§ **Exercise objective**:
Count the lines below that hold "stone". Give the number without comment.

§ **Dataset entries**:
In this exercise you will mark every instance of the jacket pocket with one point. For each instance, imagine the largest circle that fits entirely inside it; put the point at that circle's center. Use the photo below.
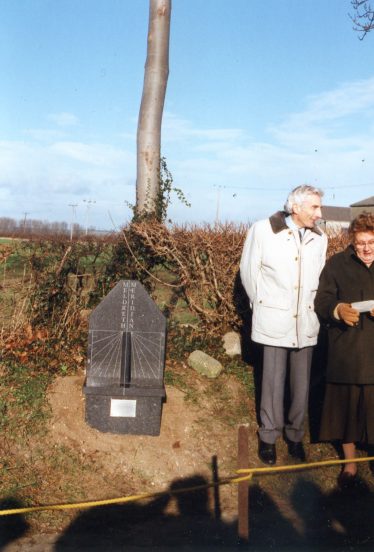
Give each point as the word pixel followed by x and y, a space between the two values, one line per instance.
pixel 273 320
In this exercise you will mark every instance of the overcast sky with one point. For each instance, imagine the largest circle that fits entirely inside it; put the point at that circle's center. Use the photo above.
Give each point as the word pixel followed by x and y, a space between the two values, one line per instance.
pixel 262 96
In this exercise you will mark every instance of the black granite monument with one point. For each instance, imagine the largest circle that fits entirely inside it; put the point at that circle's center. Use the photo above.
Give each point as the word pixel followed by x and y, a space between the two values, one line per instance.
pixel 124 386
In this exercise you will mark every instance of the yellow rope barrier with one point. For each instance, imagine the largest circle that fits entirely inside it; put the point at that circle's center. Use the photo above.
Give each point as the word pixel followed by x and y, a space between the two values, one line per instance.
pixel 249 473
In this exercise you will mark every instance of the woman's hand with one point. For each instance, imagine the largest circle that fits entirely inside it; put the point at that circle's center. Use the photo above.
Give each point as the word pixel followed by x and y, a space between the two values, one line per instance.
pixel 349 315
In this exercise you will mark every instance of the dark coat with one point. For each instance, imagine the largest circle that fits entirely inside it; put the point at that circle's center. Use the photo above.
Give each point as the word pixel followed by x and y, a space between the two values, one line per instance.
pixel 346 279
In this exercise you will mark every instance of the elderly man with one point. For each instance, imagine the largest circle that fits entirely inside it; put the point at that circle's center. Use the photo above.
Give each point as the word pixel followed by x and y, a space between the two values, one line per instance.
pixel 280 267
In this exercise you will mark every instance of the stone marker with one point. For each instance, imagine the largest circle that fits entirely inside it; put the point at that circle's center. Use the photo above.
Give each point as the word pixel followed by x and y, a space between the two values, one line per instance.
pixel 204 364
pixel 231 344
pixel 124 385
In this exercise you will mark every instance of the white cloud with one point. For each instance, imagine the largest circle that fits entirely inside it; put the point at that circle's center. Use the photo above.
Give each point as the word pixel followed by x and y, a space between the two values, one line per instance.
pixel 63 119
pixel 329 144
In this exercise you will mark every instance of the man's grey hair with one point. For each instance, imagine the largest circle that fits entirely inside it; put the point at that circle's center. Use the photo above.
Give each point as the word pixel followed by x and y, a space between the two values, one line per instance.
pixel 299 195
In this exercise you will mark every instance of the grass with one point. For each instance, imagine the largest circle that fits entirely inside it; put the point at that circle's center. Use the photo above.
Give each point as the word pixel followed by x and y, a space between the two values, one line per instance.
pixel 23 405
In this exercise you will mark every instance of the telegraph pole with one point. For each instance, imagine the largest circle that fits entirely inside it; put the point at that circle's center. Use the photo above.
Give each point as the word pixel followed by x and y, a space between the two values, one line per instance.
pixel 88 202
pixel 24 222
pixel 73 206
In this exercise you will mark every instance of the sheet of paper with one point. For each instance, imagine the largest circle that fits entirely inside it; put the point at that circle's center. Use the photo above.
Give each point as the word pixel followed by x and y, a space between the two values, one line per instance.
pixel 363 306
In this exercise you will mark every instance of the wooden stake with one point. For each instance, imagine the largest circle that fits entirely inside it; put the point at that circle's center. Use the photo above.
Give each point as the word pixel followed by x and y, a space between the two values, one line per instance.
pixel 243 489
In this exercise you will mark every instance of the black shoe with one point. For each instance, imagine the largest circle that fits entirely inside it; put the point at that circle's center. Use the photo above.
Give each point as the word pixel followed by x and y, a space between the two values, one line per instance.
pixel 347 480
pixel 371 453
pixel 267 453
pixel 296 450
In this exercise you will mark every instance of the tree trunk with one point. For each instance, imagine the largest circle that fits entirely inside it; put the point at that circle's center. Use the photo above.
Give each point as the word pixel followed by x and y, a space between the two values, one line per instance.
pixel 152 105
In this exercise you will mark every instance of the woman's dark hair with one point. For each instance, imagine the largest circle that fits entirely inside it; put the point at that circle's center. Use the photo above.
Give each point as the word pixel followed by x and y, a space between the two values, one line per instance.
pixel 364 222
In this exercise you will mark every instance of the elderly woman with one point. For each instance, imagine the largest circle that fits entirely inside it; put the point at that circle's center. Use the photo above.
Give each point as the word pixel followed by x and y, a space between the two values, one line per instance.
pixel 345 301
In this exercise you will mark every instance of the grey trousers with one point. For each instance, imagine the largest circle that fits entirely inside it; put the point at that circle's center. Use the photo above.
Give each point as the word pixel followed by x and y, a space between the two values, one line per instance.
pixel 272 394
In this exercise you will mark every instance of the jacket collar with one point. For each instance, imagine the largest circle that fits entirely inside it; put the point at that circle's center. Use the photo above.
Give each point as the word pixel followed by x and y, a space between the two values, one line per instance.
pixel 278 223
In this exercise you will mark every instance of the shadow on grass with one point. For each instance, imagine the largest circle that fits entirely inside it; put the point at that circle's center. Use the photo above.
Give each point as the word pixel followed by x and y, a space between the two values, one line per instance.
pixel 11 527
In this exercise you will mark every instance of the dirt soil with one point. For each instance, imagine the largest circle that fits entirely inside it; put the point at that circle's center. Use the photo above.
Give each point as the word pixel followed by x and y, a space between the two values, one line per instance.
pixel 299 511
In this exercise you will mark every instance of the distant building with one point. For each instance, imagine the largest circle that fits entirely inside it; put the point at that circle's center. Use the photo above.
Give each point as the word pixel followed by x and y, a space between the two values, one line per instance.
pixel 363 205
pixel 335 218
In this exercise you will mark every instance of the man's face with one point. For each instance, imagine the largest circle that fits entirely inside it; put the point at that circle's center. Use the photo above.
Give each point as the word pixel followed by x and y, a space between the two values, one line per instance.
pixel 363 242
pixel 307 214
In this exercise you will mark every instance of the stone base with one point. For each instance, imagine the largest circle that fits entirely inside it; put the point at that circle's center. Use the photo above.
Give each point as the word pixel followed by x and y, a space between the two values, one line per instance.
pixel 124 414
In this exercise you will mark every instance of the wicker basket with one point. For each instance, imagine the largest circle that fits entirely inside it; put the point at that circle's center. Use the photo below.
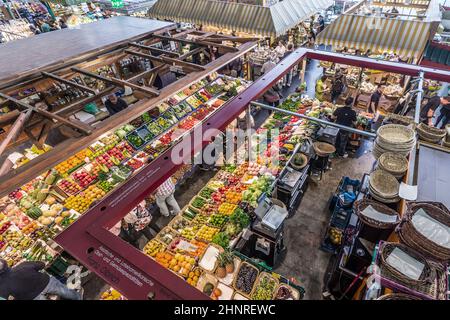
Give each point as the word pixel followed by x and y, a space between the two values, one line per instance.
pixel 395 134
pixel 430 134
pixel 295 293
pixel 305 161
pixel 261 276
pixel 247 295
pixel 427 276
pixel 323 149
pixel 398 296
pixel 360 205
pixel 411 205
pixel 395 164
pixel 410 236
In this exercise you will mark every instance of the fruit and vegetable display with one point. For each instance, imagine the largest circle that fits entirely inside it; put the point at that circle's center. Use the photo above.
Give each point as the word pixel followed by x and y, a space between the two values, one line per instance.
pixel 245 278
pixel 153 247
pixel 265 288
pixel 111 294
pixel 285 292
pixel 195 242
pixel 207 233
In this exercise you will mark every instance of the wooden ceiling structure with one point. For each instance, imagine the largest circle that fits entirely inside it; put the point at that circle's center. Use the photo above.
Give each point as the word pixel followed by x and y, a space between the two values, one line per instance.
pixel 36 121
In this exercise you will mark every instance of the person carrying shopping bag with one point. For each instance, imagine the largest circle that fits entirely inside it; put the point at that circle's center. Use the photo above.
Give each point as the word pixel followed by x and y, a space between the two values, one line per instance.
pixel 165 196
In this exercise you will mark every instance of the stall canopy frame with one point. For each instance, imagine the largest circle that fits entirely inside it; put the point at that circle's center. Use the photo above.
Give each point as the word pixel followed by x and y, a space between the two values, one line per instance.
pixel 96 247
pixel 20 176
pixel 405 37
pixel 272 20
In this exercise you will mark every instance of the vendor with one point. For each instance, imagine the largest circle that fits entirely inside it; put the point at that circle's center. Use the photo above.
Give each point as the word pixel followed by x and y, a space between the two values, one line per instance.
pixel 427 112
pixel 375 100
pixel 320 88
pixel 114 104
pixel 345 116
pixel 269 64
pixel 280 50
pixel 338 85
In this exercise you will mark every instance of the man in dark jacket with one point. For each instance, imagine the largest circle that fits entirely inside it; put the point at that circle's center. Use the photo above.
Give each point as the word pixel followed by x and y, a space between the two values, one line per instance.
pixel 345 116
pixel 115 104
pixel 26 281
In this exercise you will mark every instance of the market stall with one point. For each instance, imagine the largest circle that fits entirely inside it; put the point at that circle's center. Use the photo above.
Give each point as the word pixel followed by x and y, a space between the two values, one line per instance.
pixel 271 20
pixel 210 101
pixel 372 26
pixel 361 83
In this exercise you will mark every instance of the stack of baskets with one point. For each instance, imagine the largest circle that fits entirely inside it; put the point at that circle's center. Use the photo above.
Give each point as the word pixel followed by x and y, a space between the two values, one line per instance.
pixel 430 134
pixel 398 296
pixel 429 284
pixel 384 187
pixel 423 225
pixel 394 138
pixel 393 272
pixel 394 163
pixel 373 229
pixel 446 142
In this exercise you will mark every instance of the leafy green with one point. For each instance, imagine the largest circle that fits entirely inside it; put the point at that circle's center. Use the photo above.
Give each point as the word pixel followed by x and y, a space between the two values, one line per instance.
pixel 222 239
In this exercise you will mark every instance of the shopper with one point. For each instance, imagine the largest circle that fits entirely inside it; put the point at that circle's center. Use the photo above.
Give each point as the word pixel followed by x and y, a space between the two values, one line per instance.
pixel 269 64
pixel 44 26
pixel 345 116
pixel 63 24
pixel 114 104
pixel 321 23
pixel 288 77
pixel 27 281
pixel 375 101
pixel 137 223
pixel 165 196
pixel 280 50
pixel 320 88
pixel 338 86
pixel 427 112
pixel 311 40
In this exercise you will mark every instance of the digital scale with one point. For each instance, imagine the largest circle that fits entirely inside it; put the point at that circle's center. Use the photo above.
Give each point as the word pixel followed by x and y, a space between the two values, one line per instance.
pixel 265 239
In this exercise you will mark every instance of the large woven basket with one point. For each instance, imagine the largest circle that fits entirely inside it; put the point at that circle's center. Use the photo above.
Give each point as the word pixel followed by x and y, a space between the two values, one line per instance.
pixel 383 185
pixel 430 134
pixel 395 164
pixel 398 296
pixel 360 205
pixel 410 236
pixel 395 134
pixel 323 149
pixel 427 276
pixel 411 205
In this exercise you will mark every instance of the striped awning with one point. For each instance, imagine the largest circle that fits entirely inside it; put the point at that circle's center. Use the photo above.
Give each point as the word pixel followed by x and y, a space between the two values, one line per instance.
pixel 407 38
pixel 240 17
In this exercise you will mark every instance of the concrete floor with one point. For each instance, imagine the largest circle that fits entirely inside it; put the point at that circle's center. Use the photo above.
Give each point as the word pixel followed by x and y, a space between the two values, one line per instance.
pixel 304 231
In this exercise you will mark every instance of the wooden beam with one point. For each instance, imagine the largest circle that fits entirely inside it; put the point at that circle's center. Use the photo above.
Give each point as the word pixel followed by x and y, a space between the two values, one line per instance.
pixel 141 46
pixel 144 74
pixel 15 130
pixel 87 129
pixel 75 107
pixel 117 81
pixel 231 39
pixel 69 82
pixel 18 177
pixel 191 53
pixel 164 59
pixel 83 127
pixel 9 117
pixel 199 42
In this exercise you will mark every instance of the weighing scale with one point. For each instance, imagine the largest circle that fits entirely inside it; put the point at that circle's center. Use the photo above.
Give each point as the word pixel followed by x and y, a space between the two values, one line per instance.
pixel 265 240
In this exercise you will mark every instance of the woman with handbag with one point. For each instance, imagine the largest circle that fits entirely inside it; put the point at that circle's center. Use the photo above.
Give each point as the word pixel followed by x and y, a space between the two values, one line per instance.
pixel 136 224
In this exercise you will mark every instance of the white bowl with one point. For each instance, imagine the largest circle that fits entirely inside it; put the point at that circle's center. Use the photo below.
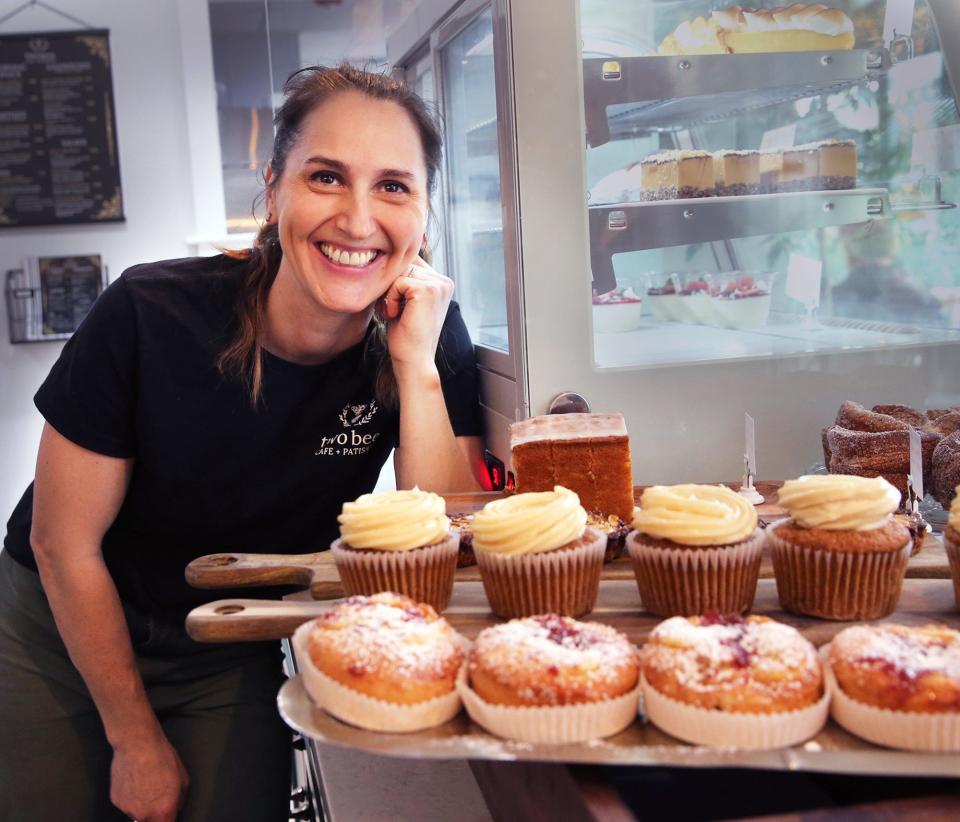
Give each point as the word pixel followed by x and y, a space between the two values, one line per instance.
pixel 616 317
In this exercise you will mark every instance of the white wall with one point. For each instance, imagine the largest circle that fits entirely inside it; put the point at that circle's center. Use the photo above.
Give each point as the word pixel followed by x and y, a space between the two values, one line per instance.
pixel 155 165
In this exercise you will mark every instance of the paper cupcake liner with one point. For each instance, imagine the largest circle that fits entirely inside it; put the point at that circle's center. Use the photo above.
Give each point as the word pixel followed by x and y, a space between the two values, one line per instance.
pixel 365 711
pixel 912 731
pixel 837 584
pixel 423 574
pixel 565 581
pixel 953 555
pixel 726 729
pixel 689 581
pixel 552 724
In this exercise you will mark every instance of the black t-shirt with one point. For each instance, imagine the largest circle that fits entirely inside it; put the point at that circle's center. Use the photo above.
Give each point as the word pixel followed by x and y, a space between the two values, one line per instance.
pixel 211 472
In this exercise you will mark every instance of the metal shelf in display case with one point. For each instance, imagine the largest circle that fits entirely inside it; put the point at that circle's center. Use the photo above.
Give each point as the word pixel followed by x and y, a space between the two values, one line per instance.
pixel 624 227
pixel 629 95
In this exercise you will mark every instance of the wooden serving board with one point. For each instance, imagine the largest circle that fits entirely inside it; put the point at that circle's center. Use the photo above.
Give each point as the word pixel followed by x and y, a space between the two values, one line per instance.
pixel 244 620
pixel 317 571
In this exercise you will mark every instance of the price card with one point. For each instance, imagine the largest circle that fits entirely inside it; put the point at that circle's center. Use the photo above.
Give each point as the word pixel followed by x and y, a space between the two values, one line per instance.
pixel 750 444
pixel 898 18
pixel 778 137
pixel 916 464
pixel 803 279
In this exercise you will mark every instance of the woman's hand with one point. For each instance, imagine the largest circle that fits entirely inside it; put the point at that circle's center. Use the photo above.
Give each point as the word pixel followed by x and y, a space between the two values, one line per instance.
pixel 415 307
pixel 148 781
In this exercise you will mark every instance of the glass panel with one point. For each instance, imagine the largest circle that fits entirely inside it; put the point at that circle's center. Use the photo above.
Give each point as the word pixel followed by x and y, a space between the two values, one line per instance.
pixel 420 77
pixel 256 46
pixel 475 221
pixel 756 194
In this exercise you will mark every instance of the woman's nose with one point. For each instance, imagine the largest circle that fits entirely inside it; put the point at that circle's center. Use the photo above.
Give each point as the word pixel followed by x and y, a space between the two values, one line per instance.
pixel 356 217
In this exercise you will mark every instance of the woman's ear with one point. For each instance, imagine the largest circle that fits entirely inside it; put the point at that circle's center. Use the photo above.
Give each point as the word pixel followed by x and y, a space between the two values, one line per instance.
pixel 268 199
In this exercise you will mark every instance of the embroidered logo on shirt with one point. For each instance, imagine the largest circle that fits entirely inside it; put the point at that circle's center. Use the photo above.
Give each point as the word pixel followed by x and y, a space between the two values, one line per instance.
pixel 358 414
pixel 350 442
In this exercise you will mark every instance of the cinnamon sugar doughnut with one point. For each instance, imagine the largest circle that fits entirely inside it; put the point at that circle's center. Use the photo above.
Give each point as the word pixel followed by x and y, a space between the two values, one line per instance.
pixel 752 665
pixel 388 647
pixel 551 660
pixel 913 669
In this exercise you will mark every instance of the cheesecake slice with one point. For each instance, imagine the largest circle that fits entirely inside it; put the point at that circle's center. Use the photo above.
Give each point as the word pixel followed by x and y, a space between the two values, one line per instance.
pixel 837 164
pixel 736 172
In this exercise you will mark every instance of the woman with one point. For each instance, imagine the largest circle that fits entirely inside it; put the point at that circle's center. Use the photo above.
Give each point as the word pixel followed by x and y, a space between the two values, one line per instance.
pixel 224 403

§ **Result for this task**:
2